Task instructions:
Transcribe every record as it stands and set the images aside.

--------------------

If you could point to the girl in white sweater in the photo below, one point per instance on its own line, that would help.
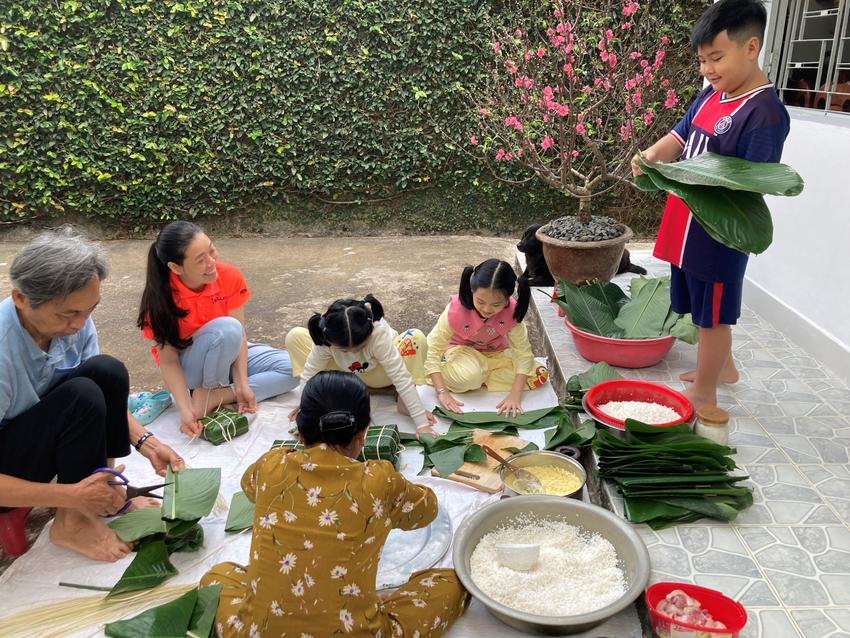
(353, 336)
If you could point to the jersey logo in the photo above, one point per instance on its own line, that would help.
(723, 125)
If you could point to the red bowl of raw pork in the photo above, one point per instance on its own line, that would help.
(636, 390)
(720, 608)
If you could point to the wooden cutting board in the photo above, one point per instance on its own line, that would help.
(487, 471)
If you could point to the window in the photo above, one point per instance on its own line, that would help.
(809, 53)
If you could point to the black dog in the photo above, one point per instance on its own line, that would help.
(536, 270)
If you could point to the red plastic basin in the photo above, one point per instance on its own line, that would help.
(636, 390)
(731, 613)
(623, 353)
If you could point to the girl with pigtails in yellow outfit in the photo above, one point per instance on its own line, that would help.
(320, 522)
(480, 339)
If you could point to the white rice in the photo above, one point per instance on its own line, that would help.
(577, 572)
(645, 412)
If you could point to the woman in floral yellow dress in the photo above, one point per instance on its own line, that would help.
(321, 519)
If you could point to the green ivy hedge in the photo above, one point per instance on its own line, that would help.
(139, 111)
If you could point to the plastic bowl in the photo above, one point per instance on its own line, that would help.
(623, 353)
(544, 457)
(634, 558)
(731, 613)
(636, 390)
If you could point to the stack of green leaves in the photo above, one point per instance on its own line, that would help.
(382, 443)
(192, 614)
(725, 194)
(669, 475)
(223, 425)
(158, 532)
(602, 308)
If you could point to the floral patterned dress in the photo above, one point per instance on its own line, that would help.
(319, 525)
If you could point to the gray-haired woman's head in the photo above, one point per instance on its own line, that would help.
(56, 264)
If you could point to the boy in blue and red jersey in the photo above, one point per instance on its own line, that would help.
(740, 115)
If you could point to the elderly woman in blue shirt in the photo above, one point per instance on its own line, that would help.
(63, 406)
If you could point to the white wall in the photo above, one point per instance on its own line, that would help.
(801, 283)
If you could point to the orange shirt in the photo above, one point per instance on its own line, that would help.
(228, 292)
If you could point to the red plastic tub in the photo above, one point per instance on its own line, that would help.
(623, 353)
(731, 613)
(636, 390)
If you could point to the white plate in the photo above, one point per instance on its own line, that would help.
(407, 552)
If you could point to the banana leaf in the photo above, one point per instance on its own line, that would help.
(568, 434)
(241, 514)
(203, 616)
(192, 614)
(191, 494)
(711, 169)
(586, 311)
(645, 314)
(138, 524)
(737, 219)
(149, 568)
(190, 540)
(533, 419)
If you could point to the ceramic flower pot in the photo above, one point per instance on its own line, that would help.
(580, 261)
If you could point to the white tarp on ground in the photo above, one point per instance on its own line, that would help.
(32, 580)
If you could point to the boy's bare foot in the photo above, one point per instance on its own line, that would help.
(87, 535)
(729, 374)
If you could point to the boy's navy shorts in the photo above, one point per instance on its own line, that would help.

--------------------

Response:
If you could point to the girl in white sweater in the photo below, one point per instance on its own line, that would help.
(353, 336)
If you could point to the jersey logo in the photo above, one point per instance on its own line, that would help.
(723, 125)
If you could point to the red bowl of raw pork in the photo above, one point per instance on its own line, that would help.
(636, 390)
(720, 608)
If you could point to the wooden cutting board in the photo above, one point per instance on its own line, that would help.
(487, 471)
If you could point to the window in the photo above, one point per instance on its own line, that would help.
(809, 53)
If you could point to the black dog in the photo above, one point per instance on its own line, that would help.
(536, 270)
If you could point to the red plastic basin in the photo above, one point per instance on its own line, that would help.
(636, 390)
(731, 613)
(623, 353)
If you could point to the girl with pigtails in yellow outfit in the photo above, one point per instance on its own line, that would help.
(320, 522)
(480, 339)
If you could point to the white rice in the photo above, one point per instance on its own line, that would help.
(577, 572)
(645, 412)
If you could point to the woman in floral yellow dress in the photo above, one point per instance on its own line, that would help.
(321, 519)
If you could point to the green ivy hedge in the photo above, one point per instance on its own line, that would help.
(139, 111)
If you could point to the plastic bowl in the photo above, one point per instance on its own line, that would help.
(623, 353)
(544, 457)
(634, 558)
(731, 613)
(636, 390)
If you could point to the stack of green leaves in the photo above, one point per instance on its own line, that would help.
(382, 443)
(192, 614)
(725, 194)
(669, 475)
(223, 425)
(158, 532)
(602, 308)
If you could point to the floral patterned dress in the photo above, one point per instance on its own line, that would help.
(319, 525)
If you could point to the gray-haired woman's head in the photo above, one point per instance on its own line, that would help.
(56, 264)
If you could point to the boy in blue and red jersey in the photo above, one point per instance on its own line, that would help.
(740, 115)
If you could point to the elderly woman in blue shirt in the photo above, one point per instance on its own line, that would help.
(63, 406)
If you could point to the white wall in the photo above, one point per instance on its own line, that would help.
(801, 283)
If you could point to the orange shirt in the photo above, one point per instance on its own line, that would help.
(228, 292)
If you could point to the red plastic tub in the photo above, one point per instance on its own line, that would help.
(623, 353)
(731, 613)
(636, 390)
If you could point to the white plate in the photo above, one point per instance on its own line, that would help.
(407, 552)
If you could point to the banana leaf in the photo above, one point per instance on its own line, that would help.
(568, 434)
(241, 514)
(203, 616)
(192, 614)
(191, 494)
(711, 169)
(586, 311)
(645, 314)
(138, 524)
(737, 219)
(149, 568)
(190, 540)
(533, 419)
If you could point to the ceramic flower pot in the photo above, one point per instance on its own line, that would help.
(580, 261)
If you could point to the white tarp on ground in the photo above, one point per instance on its own line, that would help.
(32, 580)
If you could point to the boy's bare foot in the photo above, one point per instance on its own line, that would help.
(87, 535)
(729, 374)
If you could point to the boy's navy shorts in the photo above, one point per instance on its own line, that would help.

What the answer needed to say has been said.